• [WHAT TO PRODUCE] Reproduce exactly, from the data that follows, the line with "deliver: one JSON", the line with "hole_rule: even-odd", and every line that lies between them.

Top of DATASET EXTRACT

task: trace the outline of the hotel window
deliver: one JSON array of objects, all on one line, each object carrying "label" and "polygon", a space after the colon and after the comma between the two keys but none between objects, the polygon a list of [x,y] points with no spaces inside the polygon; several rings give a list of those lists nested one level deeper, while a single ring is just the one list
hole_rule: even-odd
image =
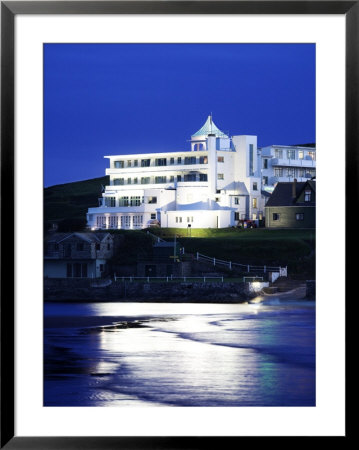
[{"label": "hotel window", "polygon": [[219,163],[224,163],[224,156],[218,156],[217,161]]},{"label": "hotel window", "polygon": [[220,199],[219,197],[216,197],[216,198],[214,199],[214,201],[217,202],[217,203],[219,203],[219,202],[221,201],[221,199]]},{"label": "hotel window", "polygon": [[280,215],[278,213],[273,213],[273,220],[279,220],[280,219]]},{"label": "hotel window", "polygon": [[105,197],[105,205],[110,207],[116,206],[116,197]]},{"label": "hotel window", "polygon": [[157,197],[148,197],[148,203],[157,203]]},{"label": "hotel window", "polygon": [[115,169],[123,169],[125,167],[124,161],[115,161]]},{"label": "hotel window", "polygon": [[141,198],[138,195],[135,195],[130,198],[130,204],[131,206],[140,206],[141,204]]},{"label": "hotel window", "polygon": [[295,159],[295,150],[293,150],[293,149],[287,150],[287,158]]},{"label": "hotel window", "polygon": [[187,217],[187,223],[193,222],[193,217]]},{"label": "hotel window", "polygon": [[134,166],[134,167],[138,167],[138,161],[137,161],[137,159],[135,159],[135,160],[133,161],[133,166]]},{"label": "hotel window", "polygon": [[282,177],[283,176],[283,168],[282,167],[275,167],[274,168],[274,176],[275,177]]},{"label": "hotel window", "polygon": [[267,158],[263,159],[263,169],[268,169],[268,159]]},{"label": "hotel window", "polygon": [[182,180],[181,175],[177,175],[177,181],[181,181],[181,180]]},{"label": "hotel window", "polygon": [[206,173],[199,174],[199,181],[208,181],[208,177]]},{"label": "hotel window", "polygon": [[[111,216],[110,217],[110,228],[118,228],[118,217]],[[107,250],[110,250],[110,244],[107,244]]]},{"label": "hotel window", "polygon": [[253,182],[253,191],[258,191],[258,184],[256,181]]},{"label": "hotel window", "polygon": [[311,178],[315,176],[315,169],[307,169],[305,173],[306,178]]},{"label": "hotel window", "polygon": [[252,198],[252,208],[257,208],[257,199]]},{"label": "hotel window", "polygon": [[268,177],[263,177],[262,178],[262,184],[263,184],[263,186],[267,186],[267,184],[268,184]]},{"label": "hotel window", "polygon": [[234,204],[239,205],[239,197],[234,197]]},{"label": "hotel window", "polygon": [[303,213],[297,213],[295,215],[295,220],[304,220],[304,214]]},{"label": "hotel window", "polygon": [[133,179],[133,184],[138,184],[138,178],[137,178],[137,177],[135,177],[135,178]]},{"label": "hotel window", "polygon": [[84,244],[83,242],[79,242],[78,244],[76,244],[76,250],[78,252],[82,252],[84,250]]},{"label": "hotel window", "polygon": [[315,161],[315,152],[308,152],[308,156],[309,156],[310,159]]},{"label": "hotel window", "polygon": [[66,265],[66,276],[67,278],[72,278],[72,264],[67,263]]},{"label": "hotel window", "polygon": [[132,167],[132,161],[130,159],[127,161],[127,167]]},{"label": "hotel window", "polygon": [[141,184],[150,184],[150,177],[142,177]]},{"label": "hotel window", "polygon": [[274,150],[274,156],[278,159],[282,159],[283,158],[283,150],[276,148]]},{"label": "hotel window", "polygon": [[182,164],[182,158],[180,156],[177,158],[177,164]]},{"label": "hotel window", "polygon": [[167,177],[165,176],[155,177],[155,183],[156,184],[167,183]]},{"label": "hotel window", "polygon": [[234,213],[234,220],[239,220],[239,212]]},{"label": "hotel window", "polygon": [[167,165],[166,158],[156,158],[155,165],[156,166],[166,166]]},{"label": "hotel window", "polygon": [[175,163],[175,159],[174,158],[170,158],[170,164],[174,164]]},{"label": "hotel window", "polygon": [[199,163],[200,164],[208,164],[208,157],[207,156],[200,156],[199,157]]},{"label": "hotel window", "polygon": [[174,175],[170,175],[170,183],[173,183],[175,181]]},{"label": "hotel window", "polygon": [[141,159],[141,167],[150,167],[151,160],[150,159]]},{"label": "hotel window", "polygon": [[184,181],[196,181],[196,174],[189,173],[184,176]]},{"label": "hotel window", "polygon": [[184,159],[185,164],[196,164],[196,157],[195,156],[186,156]]},{"label": "hotel window", "polygon": [[118,200],[118,206],[128,206],[128,197],[120,197]]},{"label": "hotel window", "polygon": [[295,169],[294,167],[289,167],[287,169],[288,177],[294,177],[295,176]]},{"label": "hotel window", "polygon": [[182,217],[176,217],[176,223],[182,223]]},{"label": "hotel window", "polygon": [[151,220],[156,219],[156,213],[151,213]]},{"label": "hotel window", "polygon": [[303,159],[304,158],[304,152],[303,150],[299,150],[298,151],[298,159]]},{"label": "hotel window", "polygon": [[304,201],[310,202],[311,200],[312,200],[312,191],[310,191],[309,189],[306,189],[304,191]]},{"label": "hotel window", "polygon": [[217,174],[217,179],[218,180],[224,180],[224,174],[223,173]]},{"label": "hotel window", "polygon": [[253,144],[249,144],[249,175],[254,175],[254,155]]},{"label": "hotel window", "polygon": [[125,184],[125,179],[124,178],[115,178],[113,180],[113,184],[115,186],[119,186],[119,185]]},{"label": "hotel window", "polygon": [[131,178],[127,178],[127,184],[131,184]]}]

Bottom of DATASET EXTRACT

• [WRITTEN REPLY]
deliver: one JSON array of objects, all on one line, each object carrying "label" and "polygon", a space after the colon and after the comma between the two keys but none between objects, the polygon a list of [x,y] points with no spaces inside the polygon; several rings give a list of those lists nested one level deeper, while a single ring is just the one list
hole_rule: even-odd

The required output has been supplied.